→ EXERCISE
In the Route Irish review, why does the reviewer call it a huge disappointment that the film does not work as a whole? Answer in one to three sentences.

→ TEXT SECTION
Dir: Ken Loach • WRI: Paul Laverty • PRO: Rebecca O’Brien • DOP: Chris Menges • ED: Jonathan Morris • DES: Fergus Clegg • CAST: Stephen Lord, John Bishop, Najwa Nimri

When Ken Loach is mentioned, ideas of realism, grit, drama and, above all, fearless filmmaking are conjured. Loach’s last film, 2009’s beautifully resonant Looking for Eric, focused on the personal changes affected by a man taking control of his life, lending insight into a damaged psyche and a fractured nationality. Route Irish continues on this bent, having in its sights the societal changes occurring as a result of Britain’s ongoing involvement in Iraq, focusing, as is usual with Loach, on the personal struggle. For this director, it is the people that matter, and there is so much depth to parts of the movie that it is a huge disappointment to find that, as a whole, it just does not work.

→ RAW RECORDS
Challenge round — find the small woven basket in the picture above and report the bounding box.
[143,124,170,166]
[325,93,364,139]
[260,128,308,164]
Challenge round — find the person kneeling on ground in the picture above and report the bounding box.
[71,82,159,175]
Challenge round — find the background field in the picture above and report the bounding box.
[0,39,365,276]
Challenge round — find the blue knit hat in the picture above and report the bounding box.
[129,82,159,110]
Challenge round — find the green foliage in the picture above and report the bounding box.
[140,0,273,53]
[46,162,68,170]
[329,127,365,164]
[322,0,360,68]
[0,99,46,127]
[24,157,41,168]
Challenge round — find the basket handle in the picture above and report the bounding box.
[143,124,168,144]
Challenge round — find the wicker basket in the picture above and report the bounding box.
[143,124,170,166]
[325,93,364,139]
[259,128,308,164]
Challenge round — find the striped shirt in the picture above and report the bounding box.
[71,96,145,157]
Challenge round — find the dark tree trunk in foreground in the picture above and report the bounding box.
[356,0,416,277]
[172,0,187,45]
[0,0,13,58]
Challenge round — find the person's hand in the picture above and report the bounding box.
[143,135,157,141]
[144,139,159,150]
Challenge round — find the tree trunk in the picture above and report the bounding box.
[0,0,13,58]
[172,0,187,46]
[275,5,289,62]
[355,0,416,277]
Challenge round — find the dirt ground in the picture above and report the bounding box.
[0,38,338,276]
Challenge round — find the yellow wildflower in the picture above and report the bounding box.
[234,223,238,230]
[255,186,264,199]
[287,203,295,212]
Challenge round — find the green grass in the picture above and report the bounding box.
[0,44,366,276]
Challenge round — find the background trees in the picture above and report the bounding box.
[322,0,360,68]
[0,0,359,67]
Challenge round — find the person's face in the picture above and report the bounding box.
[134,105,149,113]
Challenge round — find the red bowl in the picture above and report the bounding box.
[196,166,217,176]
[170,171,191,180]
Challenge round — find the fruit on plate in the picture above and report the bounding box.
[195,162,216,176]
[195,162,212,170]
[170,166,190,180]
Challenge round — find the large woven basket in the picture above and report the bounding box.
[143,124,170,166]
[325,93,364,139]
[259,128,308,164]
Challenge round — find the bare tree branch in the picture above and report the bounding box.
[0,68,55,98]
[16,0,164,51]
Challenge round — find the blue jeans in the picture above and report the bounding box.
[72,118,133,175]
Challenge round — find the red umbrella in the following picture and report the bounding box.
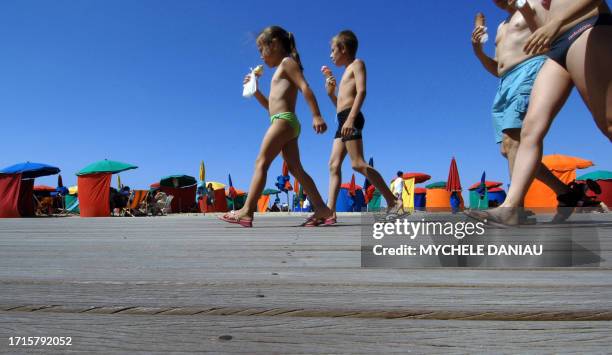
[446,157,461,191]
[364,185,376,203]
[349,174,355,196]
[293,179,300,194]
[33,185,55,192]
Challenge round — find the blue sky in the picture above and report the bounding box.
[0,0,612,200]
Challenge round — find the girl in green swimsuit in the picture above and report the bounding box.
[221,26,332,227]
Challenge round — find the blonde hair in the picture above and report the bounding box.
[332,30,359,57]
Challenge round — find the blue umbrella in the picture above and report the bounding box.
[476,171,487,200]
[0,161,60,179]
[363,157,374,191]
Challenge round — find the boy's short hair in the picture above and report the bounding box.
[332,30,359,57]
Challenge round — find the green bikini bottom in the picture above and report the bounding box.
[270,112,301,138]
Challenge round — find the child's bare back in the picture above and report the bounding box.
[268,57,299,115]
[337,59,365,112]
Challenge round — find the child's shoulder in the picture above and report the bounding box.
[279,57,300,69]
[347,58,365,71]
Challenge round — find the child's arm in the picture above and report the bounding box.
[242,74,269,111]
[472,24,503,77]
[341,59,366,137]
[508,0,544,32]
[325,76,338,106]
[281,58,327,133]
[523,0,602,54]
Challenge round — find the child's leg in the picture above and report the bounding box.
[478,59,572,224]
[345,139,401,207]
[238,120,294,217]
[502,129,569,199]
[566,26,612,140]
[327,138,346,217]
[282,138,332,218]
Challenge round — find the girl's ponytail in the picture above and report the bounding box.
[287,32,304,71]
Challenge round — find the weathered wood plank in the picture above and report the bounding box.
[0,313,612,353]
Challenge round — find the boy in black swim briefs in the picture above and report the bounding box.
[322,30,403,222]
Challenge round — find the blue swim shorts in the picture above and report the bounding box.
[492,55,546,143]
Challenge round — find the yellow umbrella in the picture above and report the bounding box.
[200,160,206,181]
[206,181,225,190]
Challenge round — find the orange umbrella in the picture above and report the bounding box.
[446,157,461,191]
[542,154,593,171]
[349,174,355,196]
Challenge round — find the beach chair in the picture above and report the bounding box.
[121,190,149,217]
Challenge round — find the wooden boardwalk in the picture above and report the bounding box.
[0,215,612,353]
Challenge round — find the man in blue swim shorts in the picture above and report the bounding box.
[472,0,566,216]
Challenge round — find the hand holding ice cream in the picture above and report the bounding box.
[474,12,489,43]
[242,65,263,97]
[321,65,336,95]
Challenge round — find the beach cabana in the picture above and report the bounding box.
[0,162,60,218]
[414,187,427,211]
[425,181,451,210]
[576,170,612,207]
[76,159,138,217]
[468,181,506,210]
[199,181,227,213]
[151,175,198,213]
[525,154,593,208]
[389,172,431,210]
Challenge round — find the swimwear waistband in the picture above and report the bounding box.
[499,55,546,80]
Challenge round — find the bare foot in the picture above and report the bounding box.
[466,207,520,227]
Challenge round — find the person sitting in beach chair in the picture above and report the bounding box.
[122,190,149,217]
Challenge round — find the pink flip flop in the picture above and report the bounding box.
[219,211,253,228]
[300,215,324,227]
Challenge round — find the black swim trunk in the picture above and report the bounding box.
[334,108,365,142]
[546,14,612,69]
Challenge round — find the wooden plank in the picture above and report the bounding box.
[0,313,612,353]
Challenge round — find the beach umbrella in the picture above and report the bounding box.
[446,157,461,191]
[468,181,504,190]
[363,157,374,192]
[293,178,302,199]
[261,189,280,196]
[206,181,225,190]
[159,175,197,188]
[0,161,60,179]
[227,174,236,200]
[576,170,612,181]
[476,171,487,200]
[425,181,446,189]
[32,185,55,192]
[402,173,431,184]
[349,174,356,196]
[542,154,593,171]
[77,159,138,175]
[200,160,206,181]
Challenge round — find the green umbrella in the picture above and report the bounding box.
[261,189,280,196]
[159,175,197,187]
[77,159,138,175]
[576,170,612,181]
[425,181,446,189]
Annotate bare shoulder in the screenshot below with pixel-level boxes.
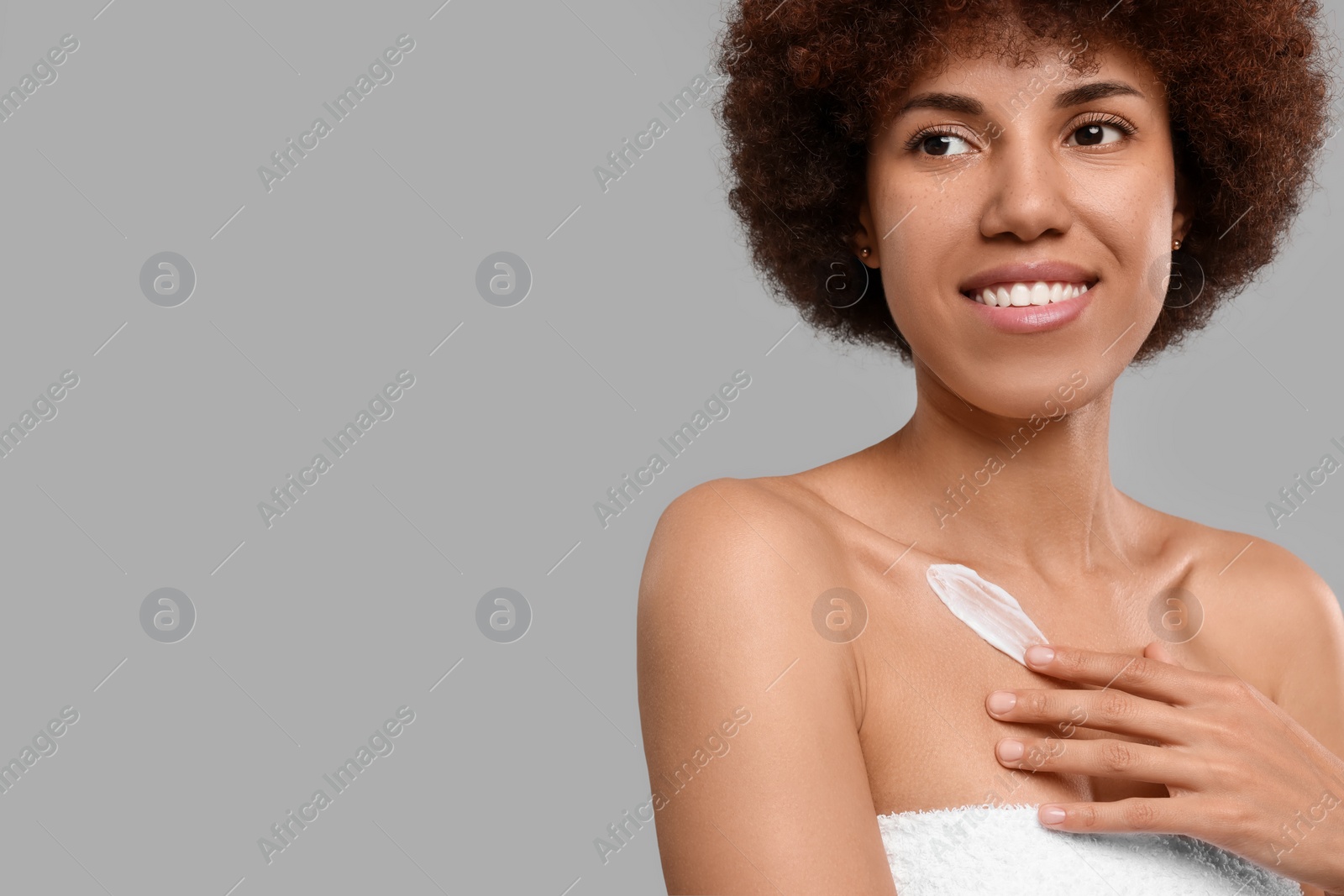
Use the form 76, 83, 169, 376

→ WRITTEN ANSWER
Parts of the movie have so much depth that its failure to work as a whole is especially disappointing.